• _TASK REQUIREMENTS_:
Copy out all of the data exactly as it appears.

• _PROVIDED DATA_:

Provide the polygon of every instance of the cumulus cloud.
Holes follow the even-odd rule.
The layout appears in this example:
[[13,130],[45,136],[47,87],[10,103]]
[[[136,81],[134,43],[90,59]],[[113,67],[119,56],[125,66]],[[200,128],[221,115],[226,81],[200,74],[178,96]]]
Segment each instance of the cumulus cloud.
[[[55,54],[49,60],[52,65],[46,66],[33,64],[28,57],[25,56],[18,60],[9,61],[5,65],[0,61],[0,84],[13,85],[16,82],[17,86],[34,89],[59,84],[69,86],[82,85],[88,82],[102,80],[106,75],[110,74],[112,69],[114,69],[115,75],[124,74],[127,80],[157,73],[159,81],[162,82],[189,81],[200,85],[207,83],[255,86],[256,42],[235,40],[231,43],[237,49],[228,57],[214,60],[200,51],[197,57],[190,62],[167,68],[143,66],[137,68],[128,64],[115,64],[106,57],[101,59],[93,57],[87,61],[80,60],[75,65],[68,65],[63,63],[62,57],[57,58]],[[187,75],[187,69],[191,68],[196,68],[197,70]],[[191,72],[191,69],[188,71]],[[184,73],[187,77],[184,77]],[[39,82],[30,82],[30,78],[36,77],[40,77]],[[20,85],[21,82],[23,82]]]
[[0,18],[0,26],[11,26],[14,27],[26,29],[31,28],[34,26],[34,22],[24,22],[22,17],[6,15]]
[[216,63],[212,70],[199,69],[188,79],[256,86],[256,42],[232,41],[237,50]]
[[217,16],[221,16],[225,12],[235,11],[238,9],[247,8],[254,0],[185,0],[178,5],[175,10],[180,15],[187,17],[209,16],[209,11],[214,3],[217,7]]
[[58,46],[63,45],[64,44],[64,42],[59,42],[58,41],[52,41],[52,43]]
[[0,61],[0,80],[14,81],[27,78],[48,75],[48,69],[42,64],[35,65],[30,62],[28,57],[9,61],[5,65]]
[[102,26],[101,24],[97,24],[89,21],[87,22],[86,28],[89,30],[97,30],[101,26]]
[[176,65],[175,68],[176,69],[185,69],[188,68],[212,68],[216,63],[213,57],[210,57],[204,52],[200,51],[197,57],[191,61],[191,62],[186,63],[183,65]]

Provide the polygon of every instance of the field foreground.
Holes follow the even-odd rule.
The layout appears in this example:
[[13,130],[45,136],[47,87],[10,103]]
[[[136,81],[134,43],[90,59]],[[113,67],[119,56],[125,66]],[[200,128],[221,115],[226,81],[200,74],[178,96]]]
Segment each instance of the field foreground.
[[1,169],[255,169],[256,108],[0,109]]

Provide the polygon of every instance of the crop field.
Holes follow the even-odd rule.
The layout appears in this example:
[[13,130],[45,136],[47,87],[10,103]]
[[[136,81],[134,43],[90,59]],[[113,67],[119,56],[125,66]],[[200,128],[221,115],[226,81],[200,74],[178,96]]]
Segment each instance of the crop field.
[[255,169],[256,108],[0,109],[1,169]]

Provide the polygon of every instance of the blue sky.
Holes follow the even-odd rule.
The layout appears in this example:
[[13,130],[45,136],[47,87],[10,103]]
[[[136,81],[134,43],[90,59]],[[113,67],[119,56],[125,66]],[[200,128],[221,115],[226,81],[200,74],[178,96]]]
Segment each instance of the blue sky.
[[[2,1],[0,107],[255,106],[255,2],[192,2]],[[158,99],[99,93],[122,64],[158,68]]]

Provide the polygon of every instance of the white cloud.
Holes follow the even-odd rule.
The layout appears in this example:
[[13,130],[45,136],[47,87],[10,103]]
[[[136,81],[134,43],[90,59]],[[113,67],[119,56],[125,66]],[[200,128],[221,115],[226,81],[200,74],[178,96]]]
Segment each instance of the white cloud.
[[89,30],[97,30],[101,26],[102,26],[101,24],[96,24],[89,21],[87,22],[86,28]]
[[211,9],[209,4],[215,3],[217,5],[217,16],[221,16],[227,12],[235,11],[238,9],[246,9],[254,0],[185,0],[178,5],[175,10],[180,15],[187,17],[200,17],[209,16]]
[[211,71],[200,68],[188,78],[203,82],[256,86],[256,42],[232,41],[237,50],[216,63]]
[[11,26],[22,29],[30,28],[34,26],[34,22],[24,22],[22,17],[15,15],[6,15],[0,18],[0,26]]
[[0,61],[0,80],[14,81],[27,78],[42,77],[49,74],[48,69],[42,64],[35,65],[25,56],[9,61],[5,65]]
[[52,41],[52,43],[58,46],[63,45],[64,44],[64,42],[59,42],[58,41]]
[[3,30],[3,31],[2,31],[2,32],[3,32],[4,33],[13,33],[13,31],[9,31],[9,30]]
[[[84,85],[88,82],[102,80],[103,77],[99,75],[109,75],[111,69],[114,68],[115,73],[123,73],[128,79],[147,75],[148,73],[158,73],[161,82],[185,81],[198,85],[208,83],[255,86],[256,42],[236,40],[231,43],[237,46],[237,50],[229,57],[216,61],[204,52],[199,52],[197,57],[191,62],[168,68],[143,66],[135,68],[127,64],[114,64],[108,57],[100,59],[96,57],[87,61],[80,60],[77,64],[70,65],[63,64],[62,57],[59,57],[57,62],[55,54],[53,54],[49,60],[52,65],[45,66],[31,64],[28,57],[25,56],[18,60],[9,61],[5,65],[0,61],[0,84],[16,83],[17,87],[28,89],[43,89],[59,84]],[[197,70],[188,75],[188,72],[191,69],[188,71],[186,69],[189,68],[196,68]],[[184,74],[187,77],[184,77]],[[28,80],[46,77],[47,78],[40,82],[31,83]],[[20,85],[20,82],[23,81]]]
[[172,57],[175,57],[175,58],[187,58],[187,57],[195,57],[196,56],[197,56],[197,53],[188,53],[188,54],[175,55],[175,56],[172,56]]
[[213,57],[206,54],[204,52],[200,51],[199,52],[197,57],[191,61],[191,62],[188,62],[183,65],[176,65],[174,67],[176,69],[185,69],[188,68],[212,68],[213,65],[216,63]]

• _TASK ANSWER_:
Provide the polygon of every instance of the cumulus cloud.
Holes follow the even-odd rule.
The layout appears in this example:
[[13,130],[45,136],[47,87],[10,103]]
[[[136,81],[134,43],[90,59]],[[113,67],[119,56],[125,66]],[[200,128],[221,115],[226,81],[200,74],[178,96]]]
Segment each instance of the cumulus cloud.
[[[55,54],[49,60],[52,65],[46,66],[33,64],[28,57],[25,56],[18,60],[9,61],[5,65],[0,61],[0,84],[13,85],[16,82],[17,86],[34,89],[59,84],[69,86],[82,85],[88,82],[102,80],[106,75],[110,74],[112,69],[114,69],[115,75],[124,74],[127,80],[157,73],[159,81],[162,82],[189,81],[200,85],[207,83],[255,86],[256,42],[235,40],[231,43],[237,49],[228,57],[214,60],[200,51],[197,57],[190,62],[167,68],[143,66],[137,68],[128,64],[115,64],[106,57],[101,59],[93,57],[87,61],[80,60],[75,65],[68,65],[63,63],[62,57],[57,58]],[[187,75],[187,69],[191,68],[196,68],[197,70]],[[191,72],[191,69],[188,71]],[[184,73],[187,77],[184,77]],[[39,82],[30,82],[30,78],[36,77],[40,77]],[[20,85],[21,82],[23,82]]]
[[0,18],[0,26],[11,26],[14,27],[26,29],[31,28],[34,26],[34,22],[24,22],[22,17],[6,15]]
[[216,63],[212,70],[199,69],[188,79],[256,86],[256,42],[232,41],[237,50]]
[[217,16],[221,16],[225,12],[235,11],[238,9],[247,8],[254,0],[185,0],[178,5],[175,10],[180,15],[187,17],[209,16],[209,11],[214,3],[217,7]]
[[58,46],[63,45],[64,44],[64,42],[59,42],[58,41],[52,41],[52,43]]
[[0,61],[0,80],[14,81],[27,78],[48,75],[48,69],[42,64],[35,65],[30,62],[28,57],[9,61],[5,65]]
[[102,26],[101,24],[97,24],[89,21],[87,22],[86,28],[89,30],[97,30],[101,26]]
[[176,65],[175,68],[176,69],[185,69],[188,68],[212,68],[216,63],[213,57],[210,57],[204,52],[200,51],[197,57],[191,61],[191,62],[186,63],[183,65]]

Provide the polygon of every instance of the field foreground.
Holes follow the even-odd rule.
The layout appears in this example:
[[13,130],[45,136],[47,87],[10,103]]
[[[136,81],[134,43],[90,59]],[[113,67],[119,56],[125,66]],[[200,128],[221,115],[226,81],[200,74],[178,96]]]
Segment each instance of the field foreground.
[[1,169],[255,169],[256,108],[0,109]]

Provide the polygon of every instance of the crop field.
Holes follow the even-odd rule.
The layout appears in this example:
[[13,130],[45,136],[47,87],[10,103]]
[[[136,81],[134,43],[90,59]],[[113,67],[119,56],[125,66]],[[200,128],[221,115],[226,81],[200,74],[178,96]]]
Segment each instance of the crop field.
[[255,169],[256,108],[0,109],[1,169]]

Provide the polygon of every instance of the blue sky.
Holes follow the even-odd rule.
The layout appears in this example:
[[13,130],[45,136],[47,87],[10,103]]
[[[136,81],[134,43],[90,59]],[[113,67],[119,56],[125,66]],[[200,128],[221,115],[226,81],[200,74],[178,96]]]
Segment each instance of the blue sky.
[[[2,1],[0,107],[255,106],[255,2],[192,2]],[[158,99],[99,93],[122,64],[158,68]]]

Provide the polygon of every instance of the white cloud.
Holes follow the even-odd rule.
The layout appears in this example:
[[13,130],[45,136],[47,87],[10,103]]
[[[136,81],[134,43],[90,59]],[[113,67],[119,56],[125,66]],[[200,128],[221,115],[226,81],[200,74],[178,96]]]
Segment each instance of the white cloud.
[[89,30],[97,30],[101,26],[102,26],[101,24],[96,24],[89,21],[87,22],[86,28]]
[[211,9],[209,4],[215,3],[217,5],[217,16],[221,16],[227,12],[235,11],[238,9],[246,9],[254,0],[185,0],[178,5],[175,10],[180,15],[187,17],[200,17],[209,16]]
[[211,71],[200,68],[188,78],[203,82],[256,86],[256,42],[232,41],[237,50],[216,63]]
[[11,26],[22,29],[30,28],[34,26],[34,22],[24,22],[22,17],[15,15],[6,15],[0,18],[0,26]]
[[0,61],[0,80],[14,81],[27,78],[42,77],[49,74],[48,69],[42,64],[35,65],[25,56],[9,61],[5,65]]
[[52,41],[52,43],[58,46],[63,45],[64,44],[64,42],[59,42],[58,41]]
[[3,30],[3,31],[2,31],[2,32],[3,32],[4,33],[13,33],[13,31],[9,31],[9,30]]
[[[84,85],[88,82],[102,80],[103,77],[99,75],[109,75],[111,69],[114,68],[115,73],[123,73],[128,79],[147,75],[148,73],[158,73],[161,82],[185,81],[198,85],[208,83],[255,86],[256,42],[236,40],[231,43],[237,46],[237,50],[229,57],[216,61],[204,52],[199,52],[197,57],[191,62],[168,68],[143,66],[135,68],[127,64],[114,64],[108,57],[100,59],[96,57],[87,61],[80,60],[77,64],[70,65],[63,64],[62,57],[59,57],[57,62],[55,54],[53,54],[49,60],[52,65],[45,66],[31,64],[28,57],[25,56],[18,60],[9,61],[5,65],[0,61],[0,84],[16,83],[17,87],[28,89],[43,89],[59,84]],[[197,70],[188,75],[188,72],[191,69],[188,71],[186,69],[189,68],[196,68]],[[184,74],[187,77],[184,77]],[[28,80],[46,77],[47,78],[40,82],[31,83]],[[20,85],[20,82],[23,81]]]
[[172,57],[175,57],[175,58],[187,58],[187,57],[195,57],[196,56],[197,56],[197,53],[188,53],[188,54],[175,55],[175,56],[172,56]]
[[213,57],[206,54],[204,52],[200,51],[199,52],[197,57],[191,61],[191,62],[188,62],[183,65],[176,65],[174,67],[176,69],[185,69],[188,68],[212,68],[213,65],[216,63]]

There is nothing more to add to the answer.